Excerpts from a pointing dataset

····················

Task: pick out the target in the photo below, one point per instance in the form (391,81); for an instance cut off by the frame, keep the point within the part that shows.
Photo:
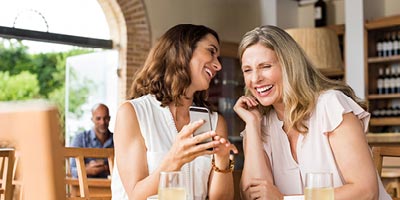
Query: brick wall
(130,32)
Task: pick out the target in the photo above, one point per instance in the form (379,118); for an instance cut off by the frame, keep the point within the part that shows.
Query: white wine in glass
(319,186)
(171,186)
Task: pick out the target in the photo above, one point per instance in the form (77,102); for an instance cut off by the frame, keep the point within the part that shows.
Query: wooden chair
(93,188)
(379,152)
(7,163)
(32,128)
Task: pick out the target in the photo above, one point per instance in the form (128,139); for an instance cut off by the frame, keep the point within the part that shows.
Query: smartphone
(196,113)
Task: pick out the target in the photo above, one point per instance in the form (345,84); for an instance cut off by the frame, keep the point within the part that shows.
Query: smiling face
(101,119)
(263,74)
(204,64)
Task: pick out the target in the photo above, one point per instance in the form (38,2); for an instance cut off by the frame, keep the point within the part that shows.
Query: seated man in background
(97,137)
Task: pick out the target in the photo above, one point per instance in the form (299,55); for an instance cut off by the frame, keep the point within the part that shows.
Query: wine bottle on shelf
(393,79)
(379,47)
(386,81)
(320,13)
(397,66)
(395,44)
(398,42)
(389,44)
(380,82)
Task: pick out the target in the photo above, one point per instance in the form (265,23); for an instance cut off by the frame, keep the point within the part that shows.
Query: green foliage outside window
(40,76)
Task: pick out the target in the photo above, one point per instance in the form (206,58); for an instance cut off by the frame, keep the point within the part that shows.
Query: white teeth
(263,89)
(209,72)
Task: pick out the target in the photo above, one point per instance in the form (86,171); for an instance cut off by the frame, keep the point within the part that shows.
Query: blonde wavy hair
(166,72)
(302,82)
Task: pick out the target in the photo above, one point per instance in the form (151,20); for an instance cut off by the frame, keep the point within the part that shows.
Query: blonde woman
(298,121)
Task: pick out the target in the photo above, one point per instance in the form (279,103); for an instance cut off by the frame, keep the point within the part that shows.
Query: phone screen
(196,113)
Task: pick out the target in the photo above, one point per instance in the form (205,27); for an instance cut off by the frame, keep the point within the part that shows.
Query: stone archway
(130,32)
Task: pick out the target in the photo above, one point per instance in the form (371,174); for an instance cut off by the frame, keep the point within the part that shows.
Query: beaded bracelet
(227,170)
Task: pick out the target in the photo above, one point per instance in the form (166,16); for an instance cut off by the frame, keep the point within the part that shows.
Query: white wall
(230,18)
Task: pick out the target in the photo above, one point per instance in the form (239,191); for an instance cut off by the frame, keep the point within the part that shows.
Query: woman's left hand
(224,148)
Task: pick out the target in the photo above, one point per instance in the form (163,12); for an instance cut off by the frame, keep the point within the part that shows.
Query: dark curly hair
(165,73)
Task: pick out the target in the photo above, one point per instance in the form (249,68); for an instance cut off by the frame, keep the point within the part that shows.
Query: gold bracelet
(229,169)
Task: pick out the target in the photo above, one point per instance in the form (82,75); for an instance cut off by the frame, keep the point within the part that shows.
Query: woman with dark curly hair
(153,132)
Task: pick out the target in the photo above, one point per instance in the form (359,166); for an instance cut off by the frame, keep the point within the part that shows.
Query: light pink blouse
(313,150)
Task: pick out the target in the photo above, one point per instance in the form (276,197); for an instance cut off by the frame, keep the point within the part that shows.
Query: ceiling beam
(24,34)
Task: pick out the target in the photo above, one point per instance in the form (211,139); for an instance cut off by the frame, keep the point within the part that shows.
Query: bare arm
(353,157)
(257,180)
(221,184)
(130,152)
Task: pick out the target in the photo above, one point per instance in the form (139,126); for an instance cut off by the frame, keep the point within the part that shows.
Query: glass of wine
(319,186)
(171,186)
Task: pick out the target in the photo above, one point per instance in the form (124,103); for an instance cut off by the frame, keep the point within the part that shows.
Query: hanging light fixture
(320,44)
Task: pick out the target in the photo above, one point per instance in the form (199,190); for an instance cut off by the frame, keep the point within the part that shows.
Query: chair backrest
(7,163)
(379,152)
(79,154)
(32,127)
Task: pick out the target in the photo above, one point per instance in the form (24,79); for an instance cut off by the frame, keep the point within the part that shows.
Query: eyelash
(212,51)
(262,67)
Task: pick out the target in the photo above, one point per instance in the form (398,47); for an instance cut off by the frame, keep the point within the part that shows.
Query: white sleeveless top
(313,150)
(158,130)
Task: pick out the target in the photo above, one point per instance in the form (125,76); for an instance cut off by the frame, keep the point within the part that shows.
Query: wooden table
(98,187)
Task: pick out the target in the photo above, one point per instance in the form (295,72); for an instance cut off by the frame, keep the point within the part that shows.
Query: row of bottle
(387,129)
(391,109)
(388,44)
(388,81)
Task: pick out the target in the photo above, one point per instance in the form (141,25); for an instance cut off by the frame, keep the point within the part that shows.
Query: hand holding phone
(201,113)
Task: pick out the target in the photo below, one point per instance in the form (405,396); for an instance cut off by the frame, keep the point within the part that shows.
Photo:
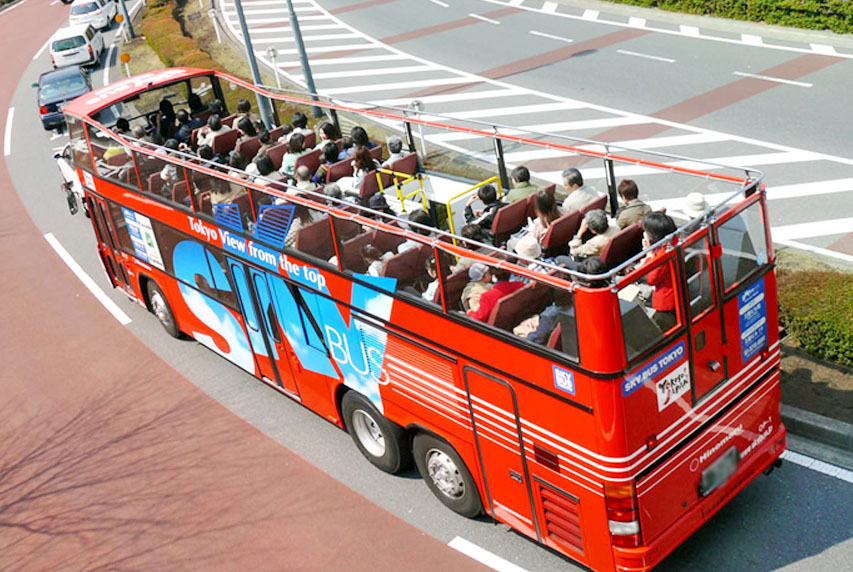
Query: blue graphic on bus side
(660,364)
(752,310)
(564,379)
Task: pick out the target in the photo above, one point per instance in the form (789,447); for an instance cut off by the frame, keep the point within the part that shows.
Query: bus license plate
(719,471)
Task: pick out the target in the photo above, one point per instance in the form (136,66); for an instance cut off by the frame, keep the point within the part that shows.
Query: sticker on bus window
(752,309)
(563,379)
(673,386)
(659,365)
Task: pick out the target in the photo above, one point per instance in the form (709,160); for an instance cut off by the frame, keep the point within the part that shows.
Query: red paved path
(113,460)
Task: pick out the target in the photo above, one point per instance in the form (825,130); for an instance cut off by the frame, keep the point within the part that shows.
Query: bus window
(648,307)
(697,263)
(79,146)
(744,245)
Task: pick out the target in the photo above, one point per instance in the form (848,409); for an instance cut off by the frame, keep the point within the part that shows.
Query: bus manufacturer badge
(563,379)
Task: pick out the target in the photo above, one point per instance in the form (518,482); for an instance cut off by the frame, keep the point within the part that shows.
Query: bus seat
(310,160)
(315,239)
(598,203)
(276,152)
(403,267)
(310,140)
(351,252)
(453,287)
(407,164)
(623,245)
(554,338)
(249,147)
(508,219)
(223,143)
(561,231)
(342,168)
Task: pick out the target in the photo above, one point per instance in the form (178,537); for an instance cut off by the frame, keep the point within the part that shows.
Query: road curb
(817,427)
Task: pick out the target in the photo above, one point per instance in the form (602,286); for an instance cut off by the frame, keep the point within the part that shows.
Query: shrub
(817,309)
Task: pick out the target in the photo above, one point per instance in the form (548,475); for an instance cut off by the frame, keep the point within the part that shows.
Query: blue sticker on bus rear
(752,311)
(653,369)
(564,379)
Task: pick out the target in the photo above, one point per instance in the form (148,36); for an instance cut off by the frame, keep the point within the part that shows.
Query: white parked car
(99,13)
(76,45)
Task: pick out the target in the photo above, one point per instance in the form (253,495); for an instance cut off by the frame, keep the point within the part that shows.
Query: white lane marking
(484,19)
(87,281)
(7,136)
(42,48)
(306,39)
(812,229)
(823,49)
(336,61)
(819,466)
(647,56)
(774,79)
(483,556)
(551,36)
(401,85)
(368,72)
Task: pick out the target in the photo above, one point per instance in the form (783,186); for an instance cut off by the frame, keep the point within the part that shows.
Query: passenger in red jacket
(503,287)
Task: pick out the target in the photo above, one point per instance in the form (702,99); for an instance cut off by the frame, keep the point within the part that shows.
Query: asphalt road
(796,519)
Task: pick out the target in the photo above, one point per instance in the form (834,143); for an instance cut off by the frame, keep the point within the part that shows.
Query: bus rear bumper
(648,556)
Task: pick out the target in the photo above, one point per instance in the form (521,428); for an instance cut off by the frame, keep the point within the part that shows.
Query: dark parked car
(58,87)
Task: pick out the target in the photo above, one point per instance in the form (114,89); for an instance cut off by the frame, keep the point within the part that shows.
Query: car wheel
(446,475)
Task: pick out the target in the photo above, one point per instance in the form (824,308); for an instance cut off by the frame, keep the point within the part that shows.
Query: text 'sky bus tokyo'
(604,395)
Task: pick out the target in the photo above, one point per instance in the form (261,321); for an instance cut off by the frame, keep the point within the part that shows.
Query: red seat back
(509,219)
(623,245)
(561,231)
(223,143)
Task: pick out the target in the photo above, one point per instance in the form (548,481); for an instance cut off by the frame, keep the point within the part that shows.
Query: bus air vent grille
(562,519)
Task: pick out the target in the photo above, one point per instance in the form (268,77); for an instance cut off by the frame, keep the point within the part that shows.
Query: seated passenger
(481,282)
(596,222)
(213,128)
(374,259)
(484,217)
(634,209)
(294,151)
(395,151)
(503,287)
(576,195)
(421,218)
(521,187)
(656,226)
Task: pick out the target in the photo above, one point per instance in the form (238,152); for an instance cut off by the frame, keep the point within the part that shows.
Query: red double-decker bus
(649,400)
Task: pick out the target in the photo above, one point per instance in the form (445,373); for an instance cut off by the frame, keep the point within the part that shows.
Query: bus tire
(383,442)
(446,475)
(159,306)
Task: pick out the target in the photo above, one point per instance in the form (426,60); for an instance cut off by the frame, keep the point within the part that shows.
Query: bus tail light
(622,515)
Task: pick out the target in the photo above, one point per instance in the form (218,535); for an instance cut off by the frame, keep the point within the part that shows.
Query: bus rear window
(744,245)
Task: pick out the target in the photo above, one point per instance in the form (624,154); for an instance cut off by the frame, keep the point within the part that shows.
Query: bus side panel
(675,488)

····················

◆ **REQUIREMENTS**
Give the records from the line with "the form (218,535);" through the end of the records as a Markdown table with the columns Row and Line, one row per line, leaving out blank lines.

◆ **RESULT FOR THIS EXERCISE**
| Row | Line |
|---|---|
| 1 | Task: pick out the target in the photo above, one point per instance in the form (218,535); for an instance cut off by the frame, keep the point within the part that shows. |
| 2 | Query: bus rear window |
| 3 | (744,245) |
| 4 | Task: pick out the target in the photo above, one point per instance in the form (624,154); for an instance cut off by the frame, keep the point within the part that shows. |
| 5 | Query: bus side panel |
| 6 | (675,488) |